• Document passage:
***

[SOLVED] UTF-8 in psycopg3

UTF-8 in psycopg3

I'm refactoring a python code base that is using psycopg2 to psycopg3.

The code has calls to <cursor>.mogrify() which is not present in psycopg3.

The code has something like this ensure that the strings are in UTF-8:

arg_str = cur.mogrify("(%s,%s,%s,%s,%s)", x)
args_list.append(arg_str)
args_str = b','.join(args_list).decode("utf-8")
cur.execute(insert_query + args_str)

In the new codebase, I added client_encoding="UTF8" to the psycopg.connect() call

Do I still need to do something like this ensure that strings will be in UTF8 when passing to execute()?

cur.execute("INSERT INTO data(name) values (%s)", name.encode("utf-8").decode())

Solution

The right way to handle encoding in both psycopg2 and psycopg3 is to

set the encoding on the connection or via SET client_encoding TO ...
pass str values to cursor.execute and let the connector handle encoding (and decoding)

So the correct code using psycopg3 is

cur.execute("INSERT INTO data(name) values (%s)", (name,))

See the docs for string adaptation.

The psycopg2 code in the question seems to be unnecessarily complicated, something like this would have worked just as well (assuming Python3):

x = ('a', 'b', 'c', 'd', 'e')
placeholders = ','.join(['%s'] * len(x))
insert_query = """INSERT INTO tbl (c1, c2, c3, c4, c5) VALUES ({})""".format(placeholders)
cur.execute(insert_query, args)

***

• Tasks to complete:
(1) In the psycopg3 thread, which cursor method called in the psycopg2 code is not present in psycopg3?
(2) Reproduce the psycopg3 thread's text between "pass str values" and "placeholders = ','.join(['%s'] * len(x))", inclusive.

***

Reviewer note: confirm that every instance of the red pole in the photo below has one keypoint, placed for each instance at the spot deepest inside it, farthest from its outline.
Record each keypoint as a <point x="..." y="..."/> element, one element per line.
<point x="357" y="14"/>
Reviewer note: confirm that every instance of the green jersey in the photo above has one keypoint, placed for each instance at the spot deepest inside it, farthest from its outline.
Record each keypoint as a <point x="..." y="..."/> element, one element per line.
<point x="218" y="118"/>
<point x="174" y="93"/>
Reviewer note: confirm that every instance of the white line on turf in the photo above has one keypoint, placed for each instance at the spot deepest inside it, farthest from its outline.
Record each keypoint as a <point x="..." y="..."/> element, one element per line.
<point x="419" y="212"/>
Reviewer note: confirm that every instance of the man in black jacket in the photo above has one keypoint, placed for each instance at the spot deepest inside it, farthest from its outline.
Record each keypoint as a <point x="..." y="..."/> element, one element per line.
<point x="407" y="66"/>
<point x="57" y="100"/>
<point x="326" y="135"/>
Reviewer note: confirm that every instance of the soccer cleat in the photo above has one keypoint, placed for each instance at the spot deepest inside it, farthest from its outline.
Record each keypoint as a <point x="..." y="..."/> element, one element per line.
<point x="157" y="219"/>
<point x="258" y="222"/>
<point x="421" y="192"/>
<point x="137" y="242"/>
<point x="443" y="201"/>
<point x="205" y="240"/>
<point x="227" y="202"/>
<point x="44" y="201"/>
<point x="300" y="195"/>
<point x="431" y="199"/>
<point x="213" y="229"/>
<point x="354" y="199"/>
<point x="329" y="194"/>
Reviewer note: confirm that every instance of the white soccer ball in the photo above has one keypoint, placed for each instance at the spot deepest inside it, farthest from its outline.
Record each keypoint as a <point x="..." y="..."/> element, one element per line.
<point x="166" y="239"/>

***

• Task-by-task outputs:
(1) The mogrify() method.

(2)
pass str values to cursor.execute and let the connector handle encoding (and decoding)

So the correct code using psycopg3 is

cur.execute("INSERT INTO data(name) values (%s)", (name,))

See the docs for string adaptation.

The psycopg2 code in the question seems to be unnecessarily complicated, something like this would have worked just as well (assuming Python3):

x = ('a', 'b', 'c', 'd', 'e')
placeholders = ','.join(['%s'] * len(x))